→ REQUIRED WORK
Transcribe every entry precisely, omitting nothing.

→ SUPPLIED INFORMATION
....................
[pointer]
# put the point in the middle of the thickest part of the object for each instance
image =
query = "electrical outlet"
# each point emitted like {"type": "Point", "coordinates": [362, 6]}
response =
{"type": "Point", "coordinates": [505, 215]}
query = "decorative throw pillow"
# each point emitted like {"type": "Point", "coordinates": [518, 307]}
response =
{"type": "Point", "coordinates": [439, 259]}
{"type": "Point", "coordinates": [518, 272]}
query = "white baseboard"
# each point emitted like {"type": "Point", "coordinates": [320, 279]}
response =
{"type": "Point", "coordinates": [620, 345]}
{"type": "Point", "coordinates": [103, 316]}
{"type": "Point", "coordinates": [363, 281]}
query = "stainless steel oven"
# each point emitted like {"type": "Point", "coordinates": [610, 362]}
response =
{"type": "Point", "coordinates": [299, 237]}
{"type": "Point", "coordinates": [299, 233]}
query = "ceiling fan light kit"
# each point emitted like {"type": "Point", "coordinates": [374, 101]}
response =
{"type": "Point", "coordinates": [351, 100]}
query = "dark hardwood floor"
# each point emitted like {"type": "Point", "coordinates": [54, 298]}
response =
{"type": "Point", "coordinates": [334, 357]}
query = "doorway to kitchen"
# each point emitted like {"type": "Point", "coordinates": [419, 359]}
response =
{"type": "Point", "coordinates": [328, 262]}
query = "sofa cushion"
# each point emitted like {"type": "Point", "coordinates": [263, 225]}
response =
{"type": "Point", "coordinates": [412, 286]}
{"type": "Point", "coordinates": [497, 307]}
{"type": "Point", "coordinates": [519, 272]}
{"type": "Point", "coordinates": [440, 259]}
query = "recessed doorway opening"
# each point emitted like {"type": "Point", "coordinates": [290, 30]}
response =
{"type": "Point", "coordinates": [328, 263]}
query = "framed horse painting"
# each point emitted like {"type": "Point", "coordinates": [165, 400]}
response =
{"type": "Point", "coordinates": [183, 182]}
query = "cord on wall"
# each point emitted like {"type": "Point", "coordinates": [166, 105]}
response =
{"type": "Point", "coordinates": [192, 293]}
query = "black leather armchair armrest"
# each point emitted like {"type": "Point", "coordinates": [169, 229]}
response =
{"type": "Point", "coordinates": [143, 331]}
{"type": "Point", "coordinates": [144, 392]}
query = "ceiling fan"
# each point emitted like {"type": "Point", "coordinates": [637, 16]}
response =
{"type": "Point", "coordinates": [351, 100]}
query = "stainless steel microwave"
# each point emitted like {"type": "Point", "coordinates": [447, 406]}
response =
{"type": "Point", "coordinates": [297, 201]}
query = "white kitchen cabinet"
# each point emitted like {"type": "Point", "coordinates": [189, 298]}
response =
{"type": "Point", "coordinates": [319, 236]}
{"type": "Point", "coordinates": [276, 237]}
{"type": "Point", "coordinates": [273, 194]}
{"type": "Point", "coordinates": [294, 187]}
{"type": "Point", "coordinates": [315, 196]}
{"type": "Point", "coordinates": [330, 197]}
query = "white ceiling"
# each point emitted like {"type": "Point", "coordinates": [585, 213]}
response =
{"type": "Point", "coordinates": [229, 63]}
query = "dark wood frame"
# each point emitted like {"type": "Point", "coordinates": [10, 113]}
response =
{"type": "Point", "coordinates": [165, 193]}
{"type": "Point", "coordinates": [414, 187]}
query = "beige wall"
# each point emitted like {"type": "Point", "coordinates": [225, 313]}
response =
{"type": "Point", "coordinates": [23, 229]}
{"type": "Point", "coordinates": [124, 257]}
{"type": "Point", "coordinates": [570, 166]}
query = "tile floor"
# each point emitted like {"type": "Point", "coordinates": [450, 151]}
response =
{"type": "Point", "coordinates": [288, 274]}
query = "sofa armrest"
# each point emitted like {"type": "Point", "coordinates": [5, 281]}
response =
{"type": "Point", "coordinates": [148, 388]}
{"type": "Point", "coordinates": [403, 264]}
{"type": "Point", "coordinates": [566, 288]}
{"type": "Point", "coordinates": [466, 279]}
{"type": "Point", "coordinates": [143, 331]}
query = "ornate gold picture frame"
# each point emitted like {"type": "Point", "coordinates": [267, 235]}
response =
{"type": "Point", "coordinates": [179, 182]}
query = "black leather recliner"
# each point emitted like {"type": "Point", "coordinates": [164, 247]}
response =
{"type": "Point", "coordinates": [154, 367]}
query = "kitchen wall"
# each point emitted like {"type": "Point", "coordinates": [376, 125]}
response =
....................
→ TASK RESULT
[pointer]
# put the point in the middle of the thickest part of the object for each instance
image =
query = "electrical outlet"
# each point emitted like {"type": "Point", "coordinates": [362, 6]}
response =
{"type": "Point", "coordinates": [505, 215]}
query = "decorative throw pillow"
# each point emitted like {"type": "Point", "coordinates": [518, 307]}
response =
{"type": "Point", "coordinates": [439, 259]}
{"type": "Point", "coordinates": [518, 272]}
query = "white baseboard"
# each point emitted like {"type": "Point", "coordinates": [320, 279]}
response =
{"type": "Point", "coordinates": [620, 345]}
{"type": "Point", "coordinates": [103, 316]}
{"type": "Point", "coordinates": [363, 281]}
query = "stainless steel oven"
# each point emitted like {"type": "Point", "coordinates": [610, 362]}
response =
{"type": "Point", "coordinates": [299, 237]}
{"type": "Point", "coordinates": [299, 233]}
query = "ceiling fan light kit"
# each point emitted like {"type": "Point", "coordinates": [374, 101]}
response =
{"type": "Point", "coordinates": [351, 100]}
query = "dark hardwood floor"
# each point emitted like {"type": "Point", "coordinates": [54, 298]}
response =
{"type": "Point", "coordinates": [334, 357]}
query = "doorway to kitchen"
# each point emitted like {"type": "Point", "coordinates": [419, 359]}
response =
{"type": "Point", "coordinates": [328, 262]}
query = "sofa cushion"
# each point emitted like {"type": "Point", "coordinates": [263, 225]}
response =
{"type": "Point", "coordinates": [412, 286]}
{"type": "Point", "coordinates": [497, 307]}
{"type": "Point", "coordinates": [519, 272]}
{"type": "Point", "coordinates": [440, 259]}
query = "recessed doorway opening"
# each point emitted like {"type": "Point", "coordinates": [290, 30]}
response =
{"type": "Point", "coordinates": [328, 263]}
query = "framed horse painting"
# each point emitted like {"type": "Point", "coordinates": [165, 400]}
response =
{"type": "Point", "coordinates": [183, 182]}
query = "cord on wall"
# each point emitted like {"type": "Point", "coordinates": [166, 105]}
response =
{"type": "Point", "coordinates": [192, 293]}
query = "black leather armchair armrest"
# each point emitted like {"type": "Point", "coordinates": [169, 229]}
response =
{"type": "Point", "coordinates": [143, 331]}
{"type": "Point", "coordinates": [144, 392]}
query = "ceiling fan"
# each point emitted like {"type": "Point", "coordinates": [637, 16]}
response =
{"type": "Point", "coordinates": [351, 100]}
query = "stainless steel microwave"
# each point emitted like {"type": "Point", "coordinates": [447, 406]}
response =
{"type": "Point", "coordinates": [297, 201]}
query = "white kitchen cabinet"
# each point emitted like {"type": "Point", "coordinates": [189, 298]}
response =
{"type": "Point", "coordinates": [319, 236]}
{"type": "Point", "coordinates": [276, 237]}
{"type": "Point", "coordinates": [273, 194]}
{"type": "Point", "coordinates": [294, 187]}
{"type": "Point", "coordinates": [315, 196]}
{"type": "Point", "coordinates": [330, 197]}
query = "white ceiling"
# each point emitted like {"type": "Point", "coordinates": [585, 213]}
response =
{"type": "Point", "coordinates": [229, 63]}
query = "dark wood frame"
# each point emitted like {"type": "Point", "coordinates": [10, 113]}
response =
{"type": "Point", "coordinates": [165, 193]}
{"type": "Point", "coordinates": [414, 187]}
query = "beige wall"
# each point emitted like {"type": "Point", "coordinates": [225, 313]}
response =
{"type": "Point", "coordinates": [23, 229]}
{"type": "Point", "coordinates": [124, 257]}
{"type": "Point", "coordinates": [570, 166]}
query = "tile floor"
# each point emitted like {"type": "Point", "coordinates": [450, 151]}
response =
{"type": "Point", "coordinates": [288, 274]}
query = "sofa armrest"
# each point emitted like {"type": "Point", "coordinates": [5, 281]}
response =
{"type": "Point", "coordinates": [148, 388]}
{"type": "Point", "coordinates": [403, 264]}
{"type": "Point", "coordinates": [566, 288]}
{"type": "Point", "coordinates": [466, 279]}
{"type": "Point", "coordinates": [143, 331]}
query = "ornate gold picture frame"
# each point emitted like {"type": "Point", "coordinates": [267, 235]}
response =
{"type": "Point", "coordinates": [179, 182]}
query = "black leather recliner"
# each point emitted like {"type": "Point", "coordinates": [164, 247]}
response =
{"type": "Point", "coordinates": [154, 367]}
query = "kitchen wall"
# each point emitted like {"type": "Point", "coordinates": [376, 125]}
response =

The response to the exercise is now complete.